Kaynaktan Alıntı —
27 Ocak 2024 04:35

Uzun yıllardır sokaklarda yaşayan Nigar Y: Yaylada bir evim olsa, önünden bir nehir aksa…

Dokuz yaşından beri sokaklarda yaşayan, sokağın şiddete açık halinden şikayet eden Nigar Y., sokaklarda yaşayan biri olarak, arada sırada yanına uğrayan kentin insanları kadar da tedirgin değil.

Fotoğraf: Fatih Polat/Evrensel

Paylaş

Hazırlayan: Fatih POLAT

“Burayı da kaybetmek istemiyorum.”

Bir binanın giriş çıkış için kullanılmadığı belli olan kapısının önündeki yanlardan rüzgara karşı korunaklı boşluğunda, soğuk bir kış günü, battaniyelere sarılı olarak, önündeki tezgahta bulunan kağıt mendilleri satıyor. Ekonomik etkenlerden, göçe kadar uzanan çeşitli nedenlerle sokaklardaki evsizlere her gün yüzlercesinin eklendiği bir dünyada Nigar Y, kendisine yaşam alanı olarak belirlediği o boşluğu kaybetmek istemiyor.

Onunla, o sokaktan geçerken sıkça karşılaşan bir arkadaşımız aracılığıyla tanıştık. İstanbul’un kalabalık nüfuslu ilçelerinden birindeki bir ara sokakta yaşayan birkaç evsizden biri olan Nigar Y, kendisiyle, yayımlamak üzere yaptığımız bu sohbeti kabul ederken, biz de, onun hikayesini doğru biçimde, kendisine ve sevdiklerine zarar vermeden yansıtabilmenin yol ve yöntemlerine dair, kadın haberciliği konusundaki deneyimlerine güvendiğimiz meslektaşlarımızla, dostlarımızla önce bir konuştuk.

Bir yandan yaşadıklarını, endişelerini ve özlemlerini, onu anonimleştirmeden yansıtırken, diğer yandan kendisine ve birinci dereceden yakınlarına zarar vermeyecek bir dengede durmak gerekiyordu. O nedenle, Nigar Y’nin çocuklarının isimleri ve anlattığı bazı bilgiler, bizde saklı ve ona dair bu portre içinde yer almıyor.

DOKUZ YAŞINDAN BERİ SOKAKLARDA

Hayatına konuk olduğumuz Nigar Y, Bolu’nun Dörtdivan ilçesi Çitler köyünde dünyaya gelmiş. “Kimlikte 1987’liyim ama normalde 1981’liyim. Annem altı sene sonra benim kimliğimi çıkarıyor. Ben üç yaşındayken Ümraniye’nin Kazım Karabekir Mahallesi’ne geldik. Orada büyüdüm ben.”

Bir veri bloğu
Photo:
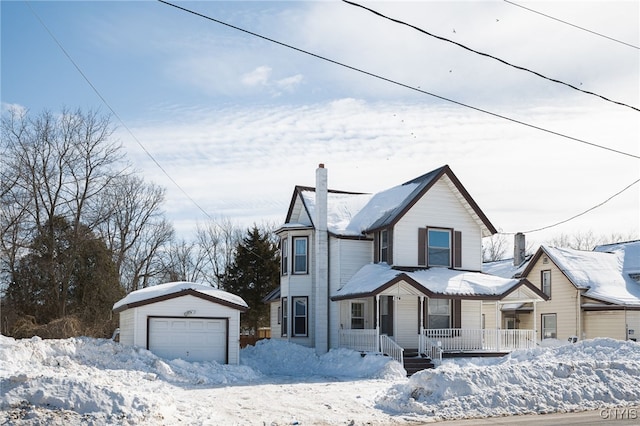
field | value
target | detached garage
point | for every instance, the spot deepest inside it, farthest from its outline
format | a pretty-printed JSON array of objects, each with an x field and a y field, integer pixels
[{"x": 185, "y": 320}]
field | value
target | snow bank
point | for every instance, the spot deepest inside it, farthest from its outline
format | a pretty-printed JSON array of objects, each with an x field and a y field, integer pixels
[
  {"x": 275, "y": 357},
  {"x": 573, "y": 377}
]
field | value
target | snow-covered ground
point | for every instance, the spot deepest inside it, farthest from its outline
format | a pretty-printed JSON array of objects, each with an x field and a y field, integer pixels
[{"x": 93, "y": 381}]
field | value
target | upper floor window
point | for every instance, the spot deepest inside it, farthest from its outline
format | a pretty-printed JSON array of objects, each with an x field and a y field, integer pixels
[
  {"x": 549, "y": 326},
  {"x": 438, "y": 247},
  {"x": 284, "y": 256},
  {"x": 300, "y": 255},
  {"x": 545, "y": 280},
  {"x": 384, "y": 246},
  {"x": 357, "y": 315}
]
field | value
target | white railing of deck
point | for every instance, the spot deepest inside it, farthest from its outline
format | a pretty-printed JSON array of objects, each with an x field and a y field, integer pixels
[
  {"x": 481, "y": 340},
  {"x": 391, "y": 348},
  {"x": 433, "y": 351},
  {"x": 359, "y": 340}
]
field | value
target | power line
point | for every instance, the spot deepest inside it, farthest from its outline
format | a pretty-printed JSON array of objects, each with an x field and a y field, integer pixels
[
  {"x": 573, "y": 25},
  {"x": 397, "y": 83},
  {"x": 487, "y": 55},
  {"x": 115, "y": 114},
  {"x": 579, "y": 214}
]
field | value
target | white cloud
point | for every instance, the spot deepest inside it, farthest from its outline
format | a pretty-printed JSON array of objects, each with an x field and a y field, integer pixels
[{"x": 258, "y": 77}]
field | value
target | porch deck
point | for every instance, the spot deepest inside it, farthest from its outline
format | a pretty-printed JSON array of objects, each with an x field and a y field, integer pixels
[{"x": 439, "y": 343}]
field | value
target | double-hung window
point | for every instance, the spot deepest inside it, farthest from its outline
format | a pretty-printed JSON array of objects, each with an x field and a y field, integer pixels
[
  {"x": 284, "y": 256},
  {"x": 357, "y": 315},
  {"x": 545, "y": 280},
  {"x": 439, "y": 247},
  {"x": 439, "y": 315},
  {"x": 300, "y": 249},
  {"x": 549, "y": 326},
  {"x": 384, "y": 246},
  {"x": 299, "y": 316},
  {"x": 285, "y": 316}
]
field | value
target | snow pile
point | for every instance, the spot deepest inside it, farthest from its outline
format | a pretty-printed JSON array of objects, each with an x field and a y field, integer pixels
[
  {"x": 587, "y": 375},
  {"x": 95, "y": 381},
  {"x": 275, "y": 357}
]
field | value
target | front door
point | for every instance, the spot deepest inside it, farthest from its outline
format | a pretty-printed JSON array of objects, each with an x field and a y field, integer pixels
[{"x": 386, "y": 315}]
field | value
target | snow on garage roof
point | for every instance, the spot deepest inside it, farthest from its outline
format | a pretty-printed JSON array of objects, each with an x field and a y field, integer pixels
[{"x": 175, "y": 289}]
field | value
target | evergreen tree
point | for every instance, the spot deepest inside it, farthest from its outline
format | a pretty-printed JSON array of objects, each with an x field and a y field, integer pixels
[{"x": 254, "y": 272}]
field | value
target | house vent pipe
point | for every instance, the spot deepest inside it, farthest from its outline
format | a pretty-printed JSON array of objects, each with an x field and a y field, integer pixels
[
  {"x": 321, "y": 285},
  {"x": 518, "y": 249}
]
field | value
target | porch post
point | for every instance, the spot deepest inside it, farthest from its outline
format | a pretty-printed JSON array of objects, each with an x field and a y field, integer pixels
[
  {"x": 498, "y": 326},
  {"x": 377, "y": 322},
  {"x": 535, "y": 323},
  {"x": 421, "y": 344}
]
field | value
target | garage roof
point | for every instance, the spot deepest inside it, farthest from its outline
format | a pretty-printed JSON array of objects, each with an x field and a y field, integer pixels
[{"x": 167, "y": 291}]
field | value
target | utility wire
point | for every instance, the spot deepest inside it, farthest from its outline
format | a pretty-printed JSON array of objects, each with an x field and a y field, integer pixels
[
  {"x": 397, "y": 21},
  {"x": 115, "y": 114},
  {"x": 573, "y": 25},
  {"x": 397, "y": 83},
  {"x": 579, "y": 214}
]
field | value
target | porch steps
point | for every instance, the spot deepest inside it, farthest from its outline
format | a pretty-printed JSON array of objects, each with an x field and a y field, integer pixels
[{"x": 413, "y": 362}]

Yapılacak İş —
Nigar Y.'nin sokak hayatını anlatan haberi, son cümlesinden sonra kaldığı yerden alıp sürdürün.

Yanıt —
Babasının, o iki yaşındayken onları terk ettiğini belirterek, “O beni bebekken bırakmış. Hatırlamıyorum. O benim babam olamaz” diyor.

Dokuz yaşından beri sokaklarda olduğunu anlatırken, “Aradaki on yılı çık” diye ekleyerek devam ediyor: “Beş kardeşiz. İki kız, üç erkek. Babam bizi bıraktığı için, ben de okulu, ilkokul beşinci sınıfta bıraktım. Çalışmak zorunda kaldım.”

Nigar Y, şu ana kadar üç evlilik yapmış ve biri yetişkin iki çocuğu var.

12 YAŞINDA EVLENDİRİLMİŞ

İlk evliliğini şöyle anlatıyor: “Ben 12 yaşında evlendirildim. Ağabeyim evlendirdi. Para karşılığında. Yirmi yaşındaki kızım o evlilikten. İmam nikahı ile evlendirildim. İmam nikahı diyoruz da nikahsız. 12 yaşında çocuksun zaten.”

- Mahalleden biri miydi?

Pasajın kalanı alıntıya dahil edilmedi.